## PROBLEM TO SOLVE
Can you find every line in the material below that contains the word "logo" and copy each of those lines in full?

## EXCERPTED DATA
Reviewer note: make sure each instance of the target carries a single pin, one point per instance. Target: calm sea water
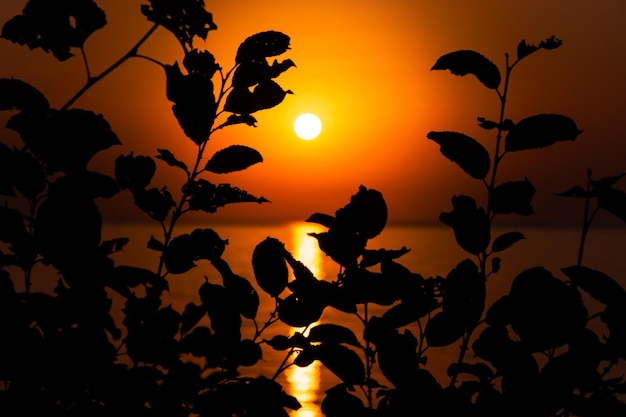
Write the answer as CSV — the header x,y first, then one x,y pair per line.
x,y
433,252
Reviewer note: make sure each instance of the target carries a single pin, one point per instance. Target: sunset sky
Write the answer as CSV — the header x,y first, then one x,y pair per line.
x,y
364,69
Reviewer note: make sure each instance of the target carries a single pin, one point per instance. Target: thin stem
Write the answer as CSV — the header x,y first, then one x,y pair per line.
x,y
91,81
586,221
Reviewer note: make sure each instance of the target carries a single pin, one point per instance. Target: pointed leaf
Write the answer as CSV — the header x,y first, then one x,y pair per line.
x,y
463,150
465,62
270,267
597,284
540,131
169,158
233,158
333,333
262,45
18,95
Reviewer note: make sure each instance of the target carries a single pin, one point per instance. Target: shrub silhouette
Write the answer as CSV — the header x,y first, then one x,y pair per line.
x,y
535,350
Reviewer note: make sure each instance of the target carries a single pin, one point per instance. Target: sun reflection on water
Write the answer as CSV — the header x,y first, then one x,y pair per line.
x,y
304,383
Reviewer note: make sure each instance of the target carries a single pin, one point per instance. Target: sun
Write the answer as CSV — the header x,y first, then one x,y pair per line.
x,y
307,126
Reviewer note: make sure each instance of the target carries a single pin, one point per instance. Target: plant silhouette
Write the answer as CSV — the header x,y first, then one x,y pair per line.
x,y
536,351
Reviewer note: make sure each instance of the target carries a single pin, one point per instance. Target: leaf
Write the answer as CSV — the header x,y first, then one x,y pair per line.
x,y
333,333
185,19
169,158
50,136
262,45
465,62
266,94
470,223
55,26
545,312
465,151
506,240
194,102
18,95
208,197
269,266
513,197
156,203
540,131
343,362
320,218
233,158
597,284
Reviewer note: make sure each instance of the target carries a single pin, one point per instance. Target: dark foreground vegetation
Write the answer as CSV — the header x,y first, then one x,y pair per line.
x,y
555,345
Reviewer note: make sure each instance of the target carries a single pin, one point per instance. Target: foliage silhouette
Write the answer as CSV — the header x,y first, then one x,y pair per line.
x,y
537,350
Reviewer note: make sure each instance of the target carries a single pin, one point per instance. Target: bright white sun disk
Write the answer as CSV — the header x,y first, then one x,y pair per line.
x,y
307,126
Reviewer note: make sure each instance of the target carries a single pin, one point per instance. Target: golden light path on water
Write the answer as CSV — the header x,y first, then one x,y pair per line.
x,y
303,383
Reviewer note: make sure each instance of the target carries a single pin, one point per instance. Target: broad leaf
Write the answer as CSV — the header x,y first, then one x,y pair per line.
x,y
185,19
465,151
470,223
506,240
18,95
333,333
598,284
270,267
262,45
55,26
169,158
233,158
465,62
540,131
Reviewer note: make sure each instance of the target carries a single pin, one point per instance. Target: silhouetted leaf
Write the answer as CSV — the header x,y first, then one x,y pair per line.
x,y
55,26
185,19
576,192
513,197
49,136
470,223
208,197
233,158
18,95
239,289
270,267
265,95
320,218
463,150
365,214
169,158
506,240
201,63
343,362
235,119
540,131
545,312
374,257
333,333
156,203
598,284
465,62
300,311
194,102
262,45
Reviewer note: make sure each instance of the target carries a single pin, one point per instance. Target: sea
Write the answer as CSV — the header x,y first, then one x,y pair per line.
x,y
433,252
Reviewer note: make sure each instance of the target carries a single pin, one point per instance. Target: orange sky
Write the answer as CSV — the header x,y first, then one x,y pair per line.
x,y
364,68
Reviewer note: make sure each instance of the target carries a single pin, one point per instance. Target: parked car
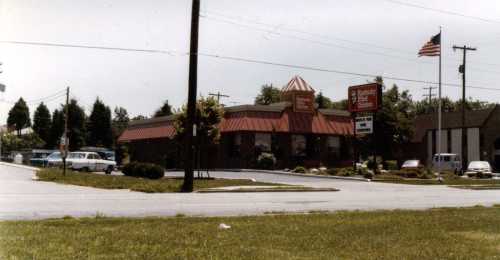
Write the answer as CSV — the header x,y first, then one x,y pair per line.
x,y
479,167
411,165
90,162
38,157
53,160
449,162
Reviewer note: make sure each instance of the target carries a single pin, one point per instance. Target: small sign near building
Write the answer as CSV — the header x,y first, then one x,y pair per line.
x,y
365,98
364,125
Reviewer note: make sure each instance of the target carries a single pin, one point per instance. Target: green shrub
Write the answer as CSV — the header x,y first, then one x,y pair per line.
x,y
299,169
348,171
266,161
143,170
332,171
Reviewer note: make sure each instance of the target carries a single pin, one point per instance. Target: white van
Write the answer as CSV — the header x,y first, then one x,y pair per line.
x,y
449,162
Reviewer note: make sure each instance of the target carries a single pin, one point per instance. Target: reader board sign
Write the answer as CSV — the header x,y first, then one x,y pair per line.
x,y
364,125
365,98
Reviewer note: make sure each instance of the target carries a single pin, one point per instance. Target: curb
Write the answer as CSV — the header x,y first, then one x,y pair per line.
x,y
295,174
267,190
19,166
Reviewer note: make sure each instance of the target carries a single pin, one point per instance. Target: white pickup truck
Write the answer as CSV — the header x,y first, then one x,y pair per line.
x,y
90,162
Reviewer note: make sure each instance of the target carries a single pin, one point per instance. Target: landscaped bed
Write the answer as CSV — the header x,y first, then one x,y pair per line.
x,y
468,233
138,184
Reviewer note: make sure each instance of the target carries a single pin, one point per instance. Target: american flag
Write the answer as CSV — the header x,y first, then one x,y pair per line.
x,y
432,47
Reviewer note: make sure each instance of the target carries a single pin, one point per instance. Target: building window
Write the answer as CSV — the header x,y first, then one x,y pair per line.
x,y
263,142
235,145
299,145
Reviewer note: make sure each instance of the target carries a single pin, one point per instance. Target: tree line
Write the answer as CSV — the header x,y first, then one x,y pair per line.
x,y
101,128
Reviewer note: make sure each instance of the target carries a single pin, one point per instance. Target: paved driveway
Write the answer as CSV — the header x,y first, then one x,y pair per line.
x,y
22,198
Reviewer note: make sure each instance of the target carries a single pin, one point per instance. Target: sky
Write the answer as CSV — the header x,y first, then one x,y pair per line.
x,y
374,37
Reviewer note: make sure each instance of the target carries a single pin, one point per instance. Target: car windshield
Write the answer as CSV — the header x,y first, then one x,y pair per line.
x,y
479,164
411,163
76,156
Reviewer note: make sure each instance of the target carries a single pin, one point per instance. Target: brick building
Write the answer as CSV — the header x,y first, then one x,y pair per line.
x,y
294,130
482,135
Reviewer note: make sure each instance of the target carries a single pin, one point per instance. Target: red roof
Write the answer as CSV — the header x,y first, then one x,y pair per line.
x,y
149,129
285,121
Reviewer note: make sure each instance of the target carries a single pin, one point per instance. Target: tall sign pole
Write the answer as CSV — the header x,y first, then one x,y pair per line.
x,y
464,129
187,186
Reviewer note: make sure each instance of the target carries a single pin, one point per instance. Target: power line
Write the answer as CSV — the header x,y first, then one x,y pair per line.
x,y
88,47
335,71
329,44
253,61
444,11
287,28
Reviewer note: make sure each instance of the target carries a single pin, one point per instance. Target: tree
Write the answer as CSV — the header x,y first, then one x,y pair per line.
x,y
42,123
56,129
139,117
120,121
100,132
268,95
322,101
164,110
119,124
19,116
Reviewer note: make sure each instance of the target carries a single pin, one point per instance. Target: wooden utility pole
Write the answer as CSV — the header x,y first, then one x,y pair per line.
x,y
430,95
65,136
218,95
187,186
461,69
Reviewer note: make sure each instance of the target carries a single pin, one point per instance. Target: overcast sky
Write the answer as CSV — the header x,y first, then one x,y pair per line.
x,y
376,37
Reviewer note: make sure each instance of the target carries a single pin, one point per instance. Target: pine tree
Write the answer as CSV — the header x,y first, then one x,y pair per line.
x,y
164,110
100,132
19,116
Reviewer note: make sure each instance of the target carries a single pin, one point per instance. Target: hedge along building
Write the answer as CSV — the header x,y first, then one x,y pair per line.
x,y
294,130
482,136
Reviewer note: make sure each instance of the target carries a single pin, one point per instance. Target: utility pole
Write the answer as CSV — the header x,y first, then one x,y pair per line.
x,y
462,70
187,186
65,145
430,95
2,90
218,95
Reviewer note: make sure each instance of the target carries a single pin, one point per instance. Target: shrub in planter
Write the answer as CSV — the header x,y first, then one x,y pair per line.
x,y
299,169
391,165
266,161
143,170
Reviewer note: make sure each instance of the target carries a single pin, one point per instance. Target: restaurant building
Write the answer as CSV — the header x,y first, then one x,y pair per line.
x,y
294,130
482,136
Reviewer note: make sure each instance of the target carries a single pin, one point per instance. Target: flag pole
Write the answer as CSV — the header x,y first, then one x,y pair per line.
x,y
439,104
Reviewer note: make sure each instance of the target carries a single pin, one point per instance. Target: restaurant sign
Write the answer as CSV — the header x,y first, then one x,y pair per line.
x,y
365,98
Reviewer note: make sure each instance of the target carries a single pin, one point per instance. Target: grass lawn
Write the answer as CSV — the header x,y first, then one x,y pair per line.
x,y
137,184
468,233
...
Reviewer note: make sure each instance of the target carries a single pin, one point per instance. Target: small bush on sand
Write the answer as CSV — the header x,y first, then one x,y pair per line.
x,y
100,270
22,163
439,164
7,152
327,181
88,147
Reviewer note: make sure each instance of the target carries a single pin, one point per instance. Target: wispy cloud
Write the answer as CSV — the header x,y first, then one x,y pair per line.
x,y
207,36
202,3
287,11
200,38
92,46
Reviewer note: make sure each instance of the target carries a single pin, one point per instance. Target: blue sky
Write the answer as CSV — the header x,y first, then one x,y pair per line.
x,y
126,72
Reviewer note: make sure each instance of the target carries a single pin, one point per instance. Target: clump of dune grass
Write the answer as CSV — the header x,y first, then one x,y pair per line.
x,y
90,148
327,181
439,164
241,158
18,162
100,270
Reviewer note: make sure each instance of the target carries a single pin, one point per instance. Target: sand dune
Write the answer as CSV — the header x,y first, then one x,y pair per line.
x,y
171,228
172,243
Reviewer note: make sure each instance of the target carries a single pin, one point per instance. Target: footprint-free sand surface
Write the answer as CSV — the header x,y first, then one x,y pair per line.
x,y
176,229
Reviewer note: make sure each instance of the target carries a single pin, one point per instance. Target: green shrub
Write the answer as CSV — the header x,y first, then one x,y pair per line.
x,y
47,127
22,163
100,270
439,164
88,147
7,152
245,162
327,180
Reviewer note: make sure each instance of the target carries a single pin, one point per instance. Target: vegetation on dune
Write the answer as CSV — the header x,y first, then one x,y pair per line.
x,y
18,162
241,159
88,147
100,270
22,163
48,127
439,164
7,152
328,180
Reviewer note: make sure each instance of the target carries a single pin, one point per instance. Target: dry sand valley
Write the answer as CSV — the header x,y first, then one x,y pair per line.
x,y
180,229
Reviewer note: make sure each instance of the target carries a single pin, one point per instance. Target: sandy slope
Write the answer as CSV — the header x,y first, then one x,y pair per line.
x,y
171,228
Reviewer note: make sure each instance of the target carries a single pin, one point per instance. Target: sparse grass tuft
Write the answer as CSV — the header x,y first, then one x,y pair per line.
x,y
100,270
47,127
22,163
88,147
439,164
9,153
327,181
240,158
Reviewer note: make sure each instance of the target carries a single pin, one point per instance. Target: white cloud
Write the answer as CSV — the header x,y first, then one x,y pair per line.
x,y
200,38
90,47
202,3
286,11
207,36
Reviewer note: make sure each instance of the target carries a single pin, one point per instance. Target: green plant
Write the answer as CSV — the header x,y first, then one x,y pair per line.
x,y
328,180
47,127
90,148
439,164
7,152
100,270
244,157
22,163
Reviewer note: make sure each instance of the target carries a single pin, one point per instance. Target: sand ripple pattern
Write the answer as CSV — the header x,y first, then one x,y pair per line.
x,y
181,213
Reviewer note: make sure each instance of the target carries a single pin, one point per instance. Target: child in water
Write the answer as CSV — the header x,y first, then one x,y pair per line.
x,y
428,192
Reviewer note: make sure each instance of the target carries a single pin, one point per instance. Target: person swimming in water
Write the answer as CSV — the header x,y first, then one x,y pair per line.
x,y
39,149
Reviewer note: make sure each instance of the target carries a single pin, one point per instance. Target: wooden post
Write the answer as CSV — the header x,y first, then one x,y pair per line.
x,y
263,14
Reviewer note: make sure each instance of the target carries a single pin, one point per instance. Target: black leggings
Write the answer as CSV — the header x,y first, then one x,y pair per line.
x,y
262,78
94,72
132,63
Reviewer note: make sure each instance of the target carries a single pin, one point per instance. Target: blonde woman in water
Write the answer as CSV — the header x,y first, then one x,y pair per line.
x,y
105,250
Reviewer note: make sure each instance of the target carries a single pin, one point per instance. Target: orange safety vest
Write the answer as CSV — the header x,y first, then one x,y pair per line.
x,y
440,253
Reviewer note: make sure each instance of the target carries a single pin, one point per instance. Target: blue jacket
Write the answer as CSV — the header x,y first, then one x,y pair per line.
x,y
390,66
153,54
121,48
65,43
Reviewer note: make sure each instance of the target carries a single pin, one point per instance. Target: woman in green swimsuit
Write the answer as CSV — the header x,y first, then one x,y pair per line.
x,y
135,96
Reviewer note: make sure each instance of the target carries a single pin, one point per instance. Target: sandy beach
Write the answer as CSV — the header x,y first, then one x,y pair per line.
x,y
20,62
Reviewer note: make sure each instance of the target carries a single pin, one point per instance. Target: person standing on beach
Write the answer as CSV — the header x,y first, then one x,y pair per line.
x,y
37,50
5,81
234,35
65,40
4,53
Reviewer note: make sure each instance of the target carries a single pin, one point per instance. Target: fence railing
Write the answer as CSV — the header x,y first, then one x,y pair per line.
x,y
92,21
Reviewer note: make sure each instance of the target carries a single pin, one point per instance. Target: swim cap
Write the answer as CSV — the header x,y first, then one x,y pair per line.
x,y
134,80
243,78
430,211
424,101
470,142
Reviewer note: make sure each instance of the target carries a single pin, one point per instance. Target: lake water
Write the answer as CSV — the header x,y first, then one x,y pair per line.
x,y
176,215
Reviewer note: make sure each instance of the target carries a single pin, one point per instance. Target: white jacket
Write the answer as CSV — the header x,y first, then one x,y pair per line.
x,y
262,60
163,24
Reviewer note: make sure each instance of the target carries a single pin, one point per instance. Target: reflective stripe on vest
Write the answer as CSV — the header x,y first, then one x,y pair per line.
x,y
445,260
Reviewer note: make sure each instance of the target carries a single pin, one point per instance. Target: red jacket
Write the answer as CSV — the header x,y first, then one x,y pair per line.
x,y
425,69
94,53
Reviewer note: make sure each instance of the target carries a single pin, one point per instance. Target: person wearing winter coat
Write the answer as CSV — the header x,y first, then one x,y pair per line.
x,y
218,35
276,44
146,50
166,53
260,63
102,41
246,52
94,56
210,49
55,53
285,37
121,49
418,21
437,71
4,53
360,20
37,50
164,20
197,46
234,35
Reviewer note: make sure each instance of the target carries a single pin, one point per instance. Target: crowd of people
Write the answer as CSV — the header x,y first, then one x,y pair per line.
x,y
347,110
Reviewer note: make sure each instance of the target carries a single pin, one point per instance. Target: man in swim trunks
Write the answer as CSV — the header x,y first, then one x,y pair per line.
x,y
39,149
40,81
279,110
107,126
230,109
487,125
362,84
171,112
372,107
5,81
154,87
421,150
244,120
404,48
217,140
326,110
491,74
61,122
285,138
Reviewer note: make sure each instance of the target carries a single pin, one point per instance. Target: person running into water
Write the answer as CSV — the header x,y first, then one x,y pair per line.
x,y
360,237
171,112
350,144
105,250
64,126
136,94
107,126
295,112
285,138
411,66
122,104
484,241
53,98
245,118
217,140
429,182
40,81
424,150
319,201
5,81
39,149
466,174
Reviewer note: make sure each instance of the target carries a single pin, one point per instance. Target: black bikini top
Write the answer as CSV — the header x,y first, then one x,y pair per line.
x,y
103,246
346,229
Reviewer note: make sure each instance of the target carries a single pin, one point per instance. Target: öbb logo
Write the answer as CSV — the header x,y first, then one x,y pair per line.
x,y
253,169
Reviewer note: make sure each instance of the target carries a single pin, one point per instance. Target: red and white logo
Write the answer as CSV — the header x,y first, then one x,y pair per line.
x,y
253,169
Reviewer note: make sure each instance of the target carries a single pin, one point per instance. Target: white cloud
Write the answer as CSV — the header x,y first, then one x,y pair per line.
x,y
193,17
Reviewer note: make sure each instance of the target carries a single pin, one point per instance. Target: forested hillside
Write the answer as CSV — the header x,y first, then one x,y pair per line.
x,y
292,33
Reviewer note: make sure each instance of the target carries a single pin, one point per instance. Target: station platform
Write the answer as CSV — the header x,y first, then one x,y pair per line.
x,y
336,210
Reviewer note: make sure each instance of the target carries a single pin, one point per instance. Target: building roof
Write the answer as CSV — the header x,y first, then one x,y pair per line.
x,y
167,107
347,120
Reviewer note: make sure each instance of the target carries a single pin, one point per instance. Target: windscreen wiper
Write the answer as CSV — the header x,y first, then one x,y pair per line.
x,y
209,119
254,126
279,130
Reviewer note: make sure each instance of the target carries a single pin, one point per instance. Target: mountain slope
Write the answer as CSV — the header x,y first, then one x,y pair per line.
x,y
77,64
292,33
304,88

## ANSWER
Reviewer note: make sure each instance of the target carries a single pin, one point per instance. Target: öbb logo
Reviewer note: make sure each instance of the target carries a single pin, one point per instance. Target: red and white logo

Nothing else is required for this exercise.